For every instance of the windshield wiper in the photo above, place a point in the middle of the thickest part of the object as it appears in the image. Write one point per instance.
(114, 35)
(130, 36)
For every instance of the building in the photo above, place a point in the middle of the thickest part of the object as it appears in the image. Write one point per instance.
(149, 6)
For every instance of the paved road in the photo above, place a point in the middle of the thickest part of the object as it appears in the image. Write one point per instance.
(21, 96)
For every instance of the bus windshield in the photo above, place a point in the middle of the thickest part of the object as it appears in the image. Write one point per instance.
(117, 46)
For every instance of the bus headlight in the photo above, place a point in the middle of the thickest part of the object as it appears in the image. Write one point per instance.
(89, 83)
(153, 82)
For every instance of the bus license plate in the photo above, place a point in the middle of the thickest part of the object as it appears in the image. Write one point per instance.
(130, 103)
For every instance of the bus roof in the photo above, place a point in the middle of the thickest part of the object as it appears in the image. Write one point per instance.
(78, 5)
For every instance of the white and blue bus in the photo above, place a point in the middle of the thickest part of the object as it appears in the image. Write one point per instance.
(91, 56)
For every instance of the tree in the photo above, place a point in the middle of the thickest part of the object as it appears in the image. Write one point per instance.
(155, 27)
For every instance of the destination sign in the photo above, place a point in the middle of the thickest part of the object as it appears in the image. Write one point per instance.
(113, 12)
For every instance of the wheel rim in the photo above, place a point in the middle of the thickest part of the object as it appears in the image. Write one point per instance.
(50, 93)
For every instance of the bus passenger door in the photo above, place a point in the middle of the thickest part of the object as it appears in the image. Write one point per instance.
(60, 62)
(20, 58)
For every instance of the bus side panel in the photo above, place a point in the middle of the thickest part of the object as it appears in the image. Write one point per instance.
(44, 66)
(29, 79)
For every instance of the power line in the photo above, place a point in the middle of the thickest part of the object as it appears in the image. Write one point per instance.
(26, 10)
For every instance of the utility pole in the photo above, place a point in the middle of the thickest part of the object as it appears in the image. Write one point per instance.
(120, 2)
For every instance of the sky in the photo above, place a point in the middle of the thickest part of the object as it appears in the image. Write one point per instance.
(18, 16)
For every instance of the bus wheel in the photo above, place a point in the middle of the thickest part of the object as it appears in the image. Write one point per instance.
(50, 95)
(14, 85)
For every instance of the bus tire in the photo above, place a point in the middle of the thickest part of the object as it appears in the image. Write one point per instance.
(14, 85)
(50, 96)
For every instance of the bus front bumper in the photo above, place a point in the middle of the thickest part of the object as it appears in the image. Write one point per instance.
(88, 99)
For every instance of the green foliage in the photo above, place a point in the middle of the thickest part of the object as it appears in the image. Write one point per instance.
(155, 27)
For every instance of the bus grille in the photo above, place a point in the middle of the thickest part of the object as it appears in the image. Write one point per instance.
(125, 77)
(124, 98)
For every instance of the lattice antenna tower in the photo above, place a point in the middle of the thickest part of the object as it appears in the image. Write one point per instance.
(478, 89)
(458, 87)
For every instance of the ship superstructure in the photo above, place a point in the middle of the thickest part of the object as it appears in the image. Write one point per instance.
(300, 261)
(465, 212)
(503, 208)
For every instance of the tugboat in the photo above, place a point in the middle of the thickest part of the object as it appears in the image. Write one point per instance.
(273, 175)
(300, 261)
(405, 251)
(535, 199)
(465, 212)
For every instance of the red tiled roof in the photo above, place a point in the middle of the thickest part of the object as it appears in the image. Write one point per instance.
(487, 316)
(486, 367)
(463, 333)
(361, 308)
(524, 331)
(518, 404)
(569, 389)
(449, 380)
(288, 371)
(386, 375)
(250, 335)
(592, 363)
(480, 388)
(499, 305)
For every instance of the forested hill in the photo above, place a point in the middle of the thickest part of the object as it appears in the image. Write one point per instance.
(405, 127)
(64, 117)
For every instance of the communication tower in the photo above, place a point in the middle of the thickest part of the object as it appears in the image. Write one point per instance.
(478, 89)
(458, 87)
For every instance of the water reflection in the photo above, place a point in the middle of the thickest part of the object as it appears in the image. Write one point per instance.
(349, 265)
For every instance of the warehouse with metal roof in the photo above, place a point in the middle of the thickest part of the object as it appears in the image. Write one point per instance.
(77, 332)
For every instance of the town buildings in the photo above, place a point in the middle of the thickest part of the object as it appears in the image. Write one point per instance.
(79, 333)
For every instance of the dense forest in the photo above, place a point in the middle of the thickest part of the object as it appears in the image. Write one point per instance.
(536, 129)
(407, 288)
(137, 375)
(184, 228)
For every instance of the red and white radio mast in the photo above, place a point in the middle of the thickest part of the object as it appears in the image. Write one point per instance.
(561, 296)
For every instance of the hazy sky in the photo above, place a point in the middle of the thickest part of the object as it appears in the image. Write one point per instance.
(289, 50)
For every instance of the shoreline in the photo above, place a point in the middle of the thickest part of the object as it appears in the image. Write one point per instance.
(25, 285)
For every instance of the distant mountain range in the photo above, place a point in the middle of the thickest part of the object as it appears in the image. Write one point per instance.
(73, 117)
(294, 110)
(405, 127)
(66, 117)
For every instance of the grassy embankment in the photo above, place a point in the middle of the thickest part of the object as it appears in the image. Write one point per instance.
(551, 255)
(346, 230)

▸ WHAT THIS TASK INVOLVES:
Produce an exact copy of the whole listing.

▸ CORRECT ANSWER:
For every instance of the windshield wiper in the photo above, place a point in the middle of the thickest part of the object as it appears in the image. Write one point per instance.
(114, 35)
(130, 36)
For every instance of the building in the photo above, place a point in the middle of the thickest part of the object as it appears in the image. Write one point per instance.
(149, 6)
For every instance of the paved road in the photo above, place a point in the middle of the thickest part of the object as it appears in the image. Write one point per instance.
(21, 96)
For every instance of the bus windshield in the photo above, place a point in the middle of the thickest part of the object as it appears in the image. Write one point per instance.
(117, 46)
For every instance of the bus headlight in the photo above, place a point in the middle of the thickest part of the object as it appears in the image. Write one point per instance.
(89, 83)
(153, 82)
For every instance of the bus license plate in the photo above, place a point in the middle of the thickest part of the object as it appears in the image. Write one point per instance.
(130, 103)
For every instance of the bus roof in the photo above, place a point in the middle of the thickest part of the object as it appears in the image. Write one point per instance.
(78, 5)
For every instance of the white and blue bus in the photo above, place a point in the middle of the thickest part of the object as it appears in the image. Write one point per instance.
(91, 56)
For every instance of the tree in the photo above, place a point in the middle of the thickest part of the object as it appears in the image. Write one point per instance.
(155, 27)
For every instance of the destination sign in the photo above, place a point in the middle of the thickest part of the object as it appears in the image. Write one point per instance.
(113, 12)
For every instance of the wheel rim in the photo above, place a point in the middle of the thickest part of the object as it appears in the image. Write one point per instance.
(50, 93)
For every instance of the bus passenger door in the photo above, place a point in the middle of the thickest part of the object as it appears in the image. Write one point per instance.
(60, 62)
(20, 58)
For every instance of the bus side panel in the photo above, place a point in the middle of the thickest part of the object as it appears in the image. Write one point per instance.
(44, 66)
(29, 79)
For every instance of the power line in the photo above, place a point in the middle of the thickest part of the object as it appears in the image. Write one point per instance.
(26, 10)
For every instance of the utility pole in the photo above, place a point in the middle of the thickest part of the object as it appears in the image. Write one point per instance.
(120, 2)
For every instance of the sky in the photo above, place a point in the middle of the thickest part of the object as it appears in the image. Write one point per instance.
(18, 16)
For every instance of the bus wheel in the photo above, place a point in the middle of the thickest part of the object as it appears in the image. Write one point per instance.
(50, 95)
(14, 85)
For every instance of the bus tire in the photo above, place a point in the middle of the thickest part of the object as it appears in the image. Write one point per instance.
(14, 85)
(50, 96)
For every instance of the bus front bumper in the photo above, place a point in the middle of the thickest part of the object as it appears in the image. Write one point per instance.
(88, 99)
For every instance of the green foliage in the photo above, place a point in the middle of the thickest part of the object as it appears in the image. Write one point per instance.
(155, 27)
For every instance of the bus grille in the photo above, place a point in the middle of the thickest part of the object as it appears in the image. Write one point per instance.
(125, 77)
(124, 98)
For every instance of the lattice antenna tower in the photo above, place a point in the middle of the thickest part of the object as it appears in the image. Write one point per instance.
(478, 89)
(458, 87)
For every instance of the ship superstructure in the photo above, place a point in the middle of the thickest part of the object as it appears in the image. Write one point per instance.
(300, 261)
(465, 212)
(503, 208)
For every instance of the tugboat in the photo above, place a point in the middle of the thickest part of the object as it appears in the image. Write one point per instance.
(273, 175)
(300, 261)
(405, 251)
(535, 199)
(465, 212)
For every instance of the red tiled roof in the photo above, place a point in the middle of the thickest part of the object as it appears in the image. Write one point per instance.
(487, 316)
(486, 367)
(463, 333)
(361, 308)
(524, 331)
(518, 404)
(569, 389)
(449, 380)
(288, 371)
(386, 375)
(250, 335)
(592, 363)
(480, 388)
(499, 305)
For every instance of the forested hill in the photo above, place a point in the middle of the thickest part of the object as it appears in the image. Write one point per instance.
(405, 127)
(64, 117)
For every instance of the communication tower in the photo above, place a point in the middle of the thickest part of the object as it appears in the image. Write one point per instance.
(478, 89)
(458, 87)
For every instance of the water reflection in the photo above, place a point in the middle of the thickest part of the object as it appears in the image. Write one point per instance.
(349, 265)
For every instance of the warehouse with metal roof in the photo above, place a point in the middle of the thickest part of the object as it appears in the image. Write one point per instance.
(77, 332)
For every instance of the town buildings in the photo above, place a point in the middle of the thickest part of the object as it appears in the image. Write one point per instance.
(79, 333)
For every instance of the dense forest in the photo above, place a point in the middle of the thickest part of the object as it appears in the image. Write one point per instance.
(536, 129)
(407, 288)
(137, 375)
(184, 228)
For every instance of the red and white radio mast in the photo above, place a point in the middle of the thickest part of the object as it appears in the image. Write one point per instance.
(561, 296)
For every instance of the hazy sky in the photo above, place a point in the middle of the thickest part of the object as it appears in the image. Write one point per instance.
(289, 50)
For every instance of the shoreline in the photo above, place a point in the middle of the thickest part of the object as it appears in the image. Write one point per instance.
(25, 285)
For every instance of the distant mountain range in the photo above, place a point in the middle of the thickest part of the object as it appears in the image. Write one point per instance.
(73, 117)
(294, 110)
(405, 127)
(66, 117)
For every instance of the grassy embankment in the photo above, place a point in the middle of the thickest part of the object as it appears in the image. Write one point per instance.
(551, 255)
(346, 230)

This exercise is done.